### EXTRACTED ENTRIES:

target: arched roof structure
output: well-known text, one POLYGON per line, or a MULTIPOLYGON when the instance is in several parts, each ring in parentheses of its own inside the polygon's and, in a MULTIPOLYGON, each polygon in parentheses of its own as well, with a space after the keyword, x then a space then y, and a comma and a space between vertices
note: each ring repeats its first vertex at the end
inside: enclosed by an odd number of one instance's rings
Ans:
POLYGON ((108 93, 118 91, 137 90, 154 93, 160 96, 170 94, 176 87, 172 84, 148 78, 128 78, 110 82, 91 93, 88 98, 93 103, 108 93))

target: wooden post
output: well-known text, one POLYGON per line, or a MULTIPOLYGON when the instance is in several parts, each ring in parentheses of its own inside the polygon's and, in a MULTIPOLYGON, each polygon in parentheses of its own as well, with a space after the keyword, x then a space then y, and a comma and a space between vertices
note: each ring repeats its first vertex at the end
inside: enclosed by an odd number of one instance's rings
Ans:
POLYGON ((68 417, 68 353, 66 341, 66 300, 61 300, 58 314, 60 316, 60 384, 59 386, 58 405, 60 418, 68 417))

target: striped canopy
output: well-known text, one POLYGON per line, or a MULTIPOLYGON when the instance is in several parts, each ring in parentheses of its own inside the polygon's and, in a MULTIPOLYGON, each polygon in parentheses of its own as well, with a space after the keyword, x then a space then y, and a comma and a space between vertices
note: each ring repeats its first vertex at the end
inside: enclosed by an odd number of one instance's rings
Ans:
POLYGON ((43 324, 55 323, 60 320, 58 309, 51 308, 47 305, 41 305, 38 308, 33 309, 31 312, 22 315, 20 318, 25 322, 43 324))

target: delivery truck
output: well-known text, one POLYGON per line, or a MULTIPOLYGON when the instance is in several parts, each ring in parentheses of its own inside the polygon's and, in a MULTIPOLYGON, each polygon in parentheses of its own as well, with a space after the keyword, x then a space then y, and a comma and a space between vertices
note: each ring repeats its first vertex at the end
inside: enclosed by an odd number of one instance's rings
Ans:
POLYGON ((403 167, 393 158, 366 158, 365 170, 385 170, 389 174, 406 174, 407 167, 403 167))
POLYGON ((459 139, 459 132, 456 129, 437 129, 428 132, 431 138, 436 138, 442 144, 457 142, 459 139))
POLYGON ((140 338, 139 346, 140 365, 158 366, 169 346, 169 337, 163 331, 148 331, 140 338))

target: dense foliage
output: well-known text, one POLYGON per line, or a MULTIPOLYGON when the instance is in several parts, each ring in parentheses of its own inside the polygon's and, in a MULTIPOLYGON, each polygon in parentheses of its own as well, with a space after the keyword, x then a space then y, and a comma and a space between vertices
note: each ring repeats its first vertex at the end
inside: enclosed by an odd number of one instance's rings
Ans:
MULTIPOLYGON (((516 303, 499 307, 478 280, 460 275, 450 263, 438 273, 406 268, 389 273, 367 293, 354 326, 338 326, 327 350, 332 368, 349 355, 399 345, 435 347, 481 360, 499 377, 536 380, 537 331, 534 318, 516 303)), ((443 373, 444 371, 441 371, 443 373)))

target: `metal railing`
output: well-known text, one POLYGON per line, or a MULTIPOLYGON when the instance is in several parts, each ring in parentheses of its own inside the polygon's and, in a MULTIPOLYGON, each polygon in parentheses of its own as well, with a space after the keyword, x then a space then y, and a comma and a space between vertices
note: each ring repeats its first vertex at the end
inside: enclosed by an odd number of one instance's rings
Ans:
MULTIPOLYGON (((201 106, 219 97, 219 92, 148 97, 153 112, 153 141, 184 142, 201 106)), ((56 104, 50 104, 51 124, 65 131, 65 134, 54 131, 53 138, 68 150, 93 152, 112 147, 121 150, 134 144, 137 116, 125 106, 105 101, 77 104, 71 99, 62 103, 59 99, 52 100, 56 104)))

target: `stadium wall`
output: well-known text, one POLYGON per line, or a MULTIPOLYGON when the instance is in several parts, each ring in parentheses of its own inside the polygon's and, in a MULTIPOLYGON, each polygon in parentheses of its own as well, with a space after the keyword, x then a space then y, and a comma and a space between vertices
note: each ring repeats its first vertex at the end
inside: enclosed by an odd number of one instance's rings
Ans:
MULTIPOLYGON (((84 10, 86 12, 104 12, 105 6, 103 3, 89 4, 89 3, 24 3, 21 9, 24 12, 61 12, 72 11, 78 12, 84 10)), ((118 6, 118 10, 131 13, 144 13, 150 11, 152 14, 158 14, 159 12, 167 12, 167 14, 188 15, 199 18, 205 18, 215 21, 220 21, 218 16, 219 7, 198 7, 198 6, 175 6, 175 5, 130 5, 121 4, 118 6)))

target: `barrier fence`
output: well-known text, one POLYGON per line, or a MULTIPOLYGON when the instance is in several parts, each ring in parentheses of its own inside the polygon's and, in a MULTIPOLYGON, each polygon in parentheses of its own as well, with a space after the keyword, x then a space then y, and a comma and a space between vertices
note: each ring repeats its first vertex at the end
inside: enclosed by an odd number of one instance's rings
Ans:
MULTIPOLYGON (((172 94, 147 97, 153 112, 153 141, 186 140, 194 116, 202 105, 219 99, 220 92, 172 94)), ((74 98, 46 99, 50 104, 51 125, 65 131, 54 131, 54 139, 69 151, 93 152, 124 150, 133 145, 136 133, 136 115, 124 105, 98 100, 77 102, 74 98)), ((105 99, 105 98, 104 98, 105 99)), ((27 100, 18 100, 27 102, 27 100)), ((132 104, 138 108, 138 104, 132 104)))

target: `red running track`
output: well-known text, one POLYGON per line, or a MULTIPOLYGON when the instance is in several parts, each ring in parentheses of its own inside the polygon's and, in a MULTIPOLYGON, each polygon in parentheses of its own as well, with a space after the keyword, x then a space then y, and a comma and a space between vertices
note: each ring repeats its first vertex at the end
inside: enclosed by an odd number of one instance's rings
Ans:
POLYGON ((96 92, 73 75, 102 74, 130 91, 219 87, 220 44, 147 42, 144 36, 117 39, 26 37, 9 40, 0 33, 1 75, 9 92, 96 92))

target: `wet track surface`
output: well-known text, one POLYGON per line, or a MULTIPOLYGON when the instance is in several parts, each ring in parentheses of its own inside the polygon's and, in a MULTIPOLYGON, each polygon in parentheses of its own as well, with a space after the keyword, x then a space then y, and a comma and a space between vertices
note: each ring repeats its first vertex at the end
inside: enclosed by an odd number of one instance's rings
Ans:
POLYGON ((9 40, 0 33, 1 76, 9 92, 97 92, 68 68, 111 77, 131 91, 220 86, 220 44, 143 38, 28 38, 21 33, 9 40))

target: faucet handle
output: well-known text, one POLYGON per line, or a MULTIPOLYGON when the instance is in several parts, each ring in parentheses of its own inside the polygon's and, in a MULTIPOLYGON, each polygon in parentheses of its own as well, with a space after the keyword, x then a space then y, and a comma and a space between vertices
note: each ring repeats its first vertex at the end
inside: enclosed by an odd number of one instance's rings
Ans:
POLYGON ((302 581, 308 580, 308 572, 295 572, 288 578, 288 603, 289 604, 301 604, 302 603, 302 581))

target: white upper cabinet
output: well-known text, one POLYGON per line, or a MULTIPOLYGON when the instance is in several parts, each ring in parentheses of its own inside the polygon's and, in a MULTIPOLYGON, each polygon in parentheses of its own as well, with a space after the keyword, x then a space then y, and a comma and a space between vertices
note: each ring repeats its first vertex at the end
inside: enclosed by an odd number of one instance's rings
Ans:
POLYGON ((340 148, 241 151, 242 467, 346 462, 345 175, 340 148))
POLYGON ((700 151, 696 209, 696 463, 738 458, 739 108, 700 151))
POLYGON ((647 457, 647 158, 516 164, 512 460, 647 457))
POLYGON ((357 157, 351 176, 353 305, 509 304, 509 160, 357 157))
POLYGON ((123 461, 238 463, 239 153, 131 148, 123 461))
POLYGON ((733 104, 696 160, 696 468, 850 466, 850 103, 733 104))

### AIM:
Reproduce only the lines beginning with the line that contains "target: striped canopy" and continuing through the line that contains "POLYGON ((43 324, 55", with "striped canopy" changed to "striped awning" and all else left unchanged.

### SOLUTION TO THE EXERCISE:
target: striped awning
output: well-known text, one POLYGON per line, or a MULTIPOLYGON when the instance is in several parts, each ring in parentheses of its own inside the polygon's and, in a MULTIPOLYGON, each polygon in parentheses of its own as well, with a space after the keyword, x then a space then y, and a comma and a space between vertices
note: each ring repeats its first vertex at the end
inside: enclosed by an odd number of one instance's rings
Ans:
POLYGON ((43 324, 55 323, 60 320, 58 309, 51 308, 47 305, 41 305, 38 308, 33 309, 31 312, 22 315, 20 318, 25 322, 43 324))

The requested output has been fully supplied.